(DATA LISTING begins)

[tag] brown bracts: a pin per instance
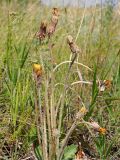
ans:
(42, 31)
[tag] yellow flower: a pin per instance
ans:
(37, 68)
(102, 130)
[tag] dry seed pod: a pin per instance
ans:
(97, 127)
(73, 47)
(43, 30)
(54, 20)
(37, 69)
(55, 11)
(80, 155)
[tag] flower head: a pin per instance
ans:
(37, 69)
(43, 29)
(83, 110)
(73, 47)
(102, 130)
(55, 11)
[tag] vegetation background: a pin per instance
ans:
(97, 33)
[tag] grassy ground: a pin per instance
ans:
(27, 112)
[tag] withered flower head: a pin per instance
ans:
(37, 69)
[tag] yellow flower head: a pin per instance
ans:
(37, 68)
(102, 130)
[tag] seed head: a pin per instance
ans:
(73, 47)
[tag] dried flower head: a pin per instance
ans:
(73, 47)
(54, 20)
(80, 155)
(43, 30)
(37, 69)
(55, 11)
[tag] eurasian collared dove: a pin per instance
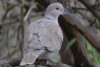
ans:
(44, 36)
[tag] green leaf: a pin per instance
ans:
(70, 44)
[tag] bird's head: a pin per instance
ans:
(54, 10)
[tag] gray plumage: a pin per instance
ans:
(44, 36)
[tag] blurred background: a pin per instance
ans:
(76, 50)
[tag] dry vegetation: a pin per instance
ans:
(81, 26)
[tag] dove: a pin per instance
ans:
(44, 36)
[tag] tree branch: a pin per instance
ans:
(92, 36)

(DATA LISTING ends)

Each line above that contains the word "yellow" must be copied.

SOLUTION FOR THIS TASK:
[tag] yellow flower: a pin per instance
[tag] yellow flower head: a pin per instance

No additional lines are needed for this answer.